* Tasks for this exercise:
1: Copy out the forum post on reading URLs from a web page from "My wish is that" to "array or Vector.".
2: In the forum post on reading URLs from a web page, in what form should the program return the links it grabs?

* Document excerpt:
How to read URLs from a web page
Dear Members,
I want to know are there any methods to read the URL of various links of a web page. To give you clarity, I wish to give you a realistic example. In the web site, "http://in.yahoo.com", there are many links in the form of Finance, Games, Life Style, News etc.
If you place the mouse pointer on any of those links, you can see the URL associated with it in the status bar at the bottom of the web browser. For instance, if you place the mouse pointer on the link "Games", you can see the URL "http://in.yahoo.com/r/ygms" displayed on the status bar at the bottom of the IE browser.
Similarly, if you place mouse pointer on the link of "Life Style", you can see the URL "http://in.yahoo.com/lfs" displayed on status bar at the bottom of the IE browser. In that web page, there are so many such links available.
My wish is that I want to write a Java Program (something like public class GrabURLs) that takes the URL of any web page (not necessarily, "http://in.yahoo.com", it can be any web page) in its constructor. From the URL which is passed in the constructor, the program has to find whether any links are available in that web page; if so, the program should grab all the links contained in that page in the form of String array or Vector.

Object pointing dataset rows:

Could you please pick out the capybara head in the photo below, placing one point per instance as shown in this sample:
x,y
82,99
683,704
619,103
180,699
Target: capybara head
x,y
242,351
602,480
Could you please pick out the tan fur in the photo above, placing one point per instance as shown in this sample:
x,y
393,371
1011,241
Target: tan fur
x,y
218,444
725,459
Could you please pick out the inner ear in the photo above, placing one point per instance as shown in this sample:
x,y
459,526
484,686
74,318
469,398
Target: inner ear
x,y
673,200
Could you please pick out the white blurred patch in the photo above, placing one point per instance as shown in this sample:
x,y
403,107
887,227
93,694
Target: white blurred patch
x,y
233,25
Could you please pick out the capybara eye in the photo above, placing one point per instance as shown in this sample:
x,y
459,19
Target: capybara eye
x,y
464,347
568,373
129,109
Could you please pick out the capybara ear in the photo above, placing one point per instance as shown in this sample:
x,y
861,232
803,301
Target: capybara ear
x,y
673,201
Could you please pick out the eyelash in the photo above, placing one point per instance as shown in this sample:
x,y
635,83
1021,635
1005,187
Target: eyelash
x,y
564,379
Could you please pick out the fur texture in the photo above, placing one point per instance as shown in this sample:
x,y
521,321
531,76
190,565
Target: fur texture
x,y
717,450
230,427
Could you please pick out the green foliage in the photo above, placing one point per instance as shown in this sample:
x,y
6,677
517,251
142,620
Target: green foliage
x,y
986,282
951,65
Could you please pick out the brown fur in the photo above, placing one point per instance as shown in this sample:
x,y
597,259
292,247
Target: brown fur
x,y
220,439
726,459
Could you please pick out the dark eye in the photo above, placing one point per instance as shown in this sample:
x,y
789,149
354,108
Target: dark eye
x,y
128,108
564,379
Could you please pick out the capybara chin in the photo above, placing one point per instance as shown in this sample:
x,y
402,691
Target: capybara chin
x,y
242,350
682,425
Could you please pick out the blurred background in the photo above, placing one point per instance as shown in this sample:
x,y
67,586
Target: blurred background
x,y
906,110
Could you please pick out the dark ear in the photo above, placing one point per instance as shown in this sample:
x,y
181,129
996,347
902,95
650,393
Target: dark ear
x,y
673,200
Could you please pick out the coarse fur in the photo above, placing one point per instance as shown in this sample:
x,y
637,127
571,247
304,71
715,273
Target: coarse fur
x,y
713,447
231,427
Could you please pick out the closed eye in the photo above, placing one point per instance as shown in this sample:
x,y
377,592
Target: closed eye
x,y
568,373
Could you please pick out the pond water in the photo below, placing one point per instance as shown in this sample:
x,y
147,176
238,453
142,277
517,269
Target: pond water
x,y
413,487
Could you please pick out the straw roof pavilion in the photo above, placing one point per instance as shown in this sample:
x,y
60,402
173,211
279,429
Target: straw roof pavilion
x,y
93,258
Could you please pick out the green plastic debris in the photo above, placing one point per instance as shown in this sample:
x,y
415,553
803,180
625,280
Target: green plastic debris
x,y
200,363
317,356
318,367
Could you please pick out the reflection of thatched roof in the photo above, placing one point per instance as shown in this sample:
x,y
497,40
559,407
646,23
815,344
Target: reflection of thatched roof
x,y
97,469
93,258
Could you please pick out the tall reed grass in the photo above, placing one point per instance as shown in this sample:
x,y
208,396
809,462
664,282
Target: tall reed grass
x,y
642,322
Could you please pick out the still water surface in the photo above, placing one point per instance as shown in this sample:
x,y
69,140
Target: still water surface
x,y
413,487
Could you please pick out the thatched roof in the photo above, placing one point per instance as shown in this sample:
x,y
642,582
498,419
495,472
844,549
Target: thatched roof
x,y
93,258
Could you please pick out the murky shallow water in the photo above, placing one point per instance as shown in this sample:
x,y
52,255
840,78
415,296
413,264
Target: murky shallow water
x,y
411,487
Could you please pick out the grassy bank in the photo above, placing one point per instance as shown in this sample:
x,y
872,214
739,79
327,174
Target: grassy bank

* The solutions:
1:
My wish is that I want to write a Java Program (something like public class GrabURLs) that takes the URL of any web page (not necessarily, "http://in.yahoo.com", it can be any web page) in its constructor. From the URL which is passed in the constructor, the program has to find whether any links are available in that web page; if so, the program should grab all the links contained in that page in the form of String array or Vector.

2: As a String array or a Vector.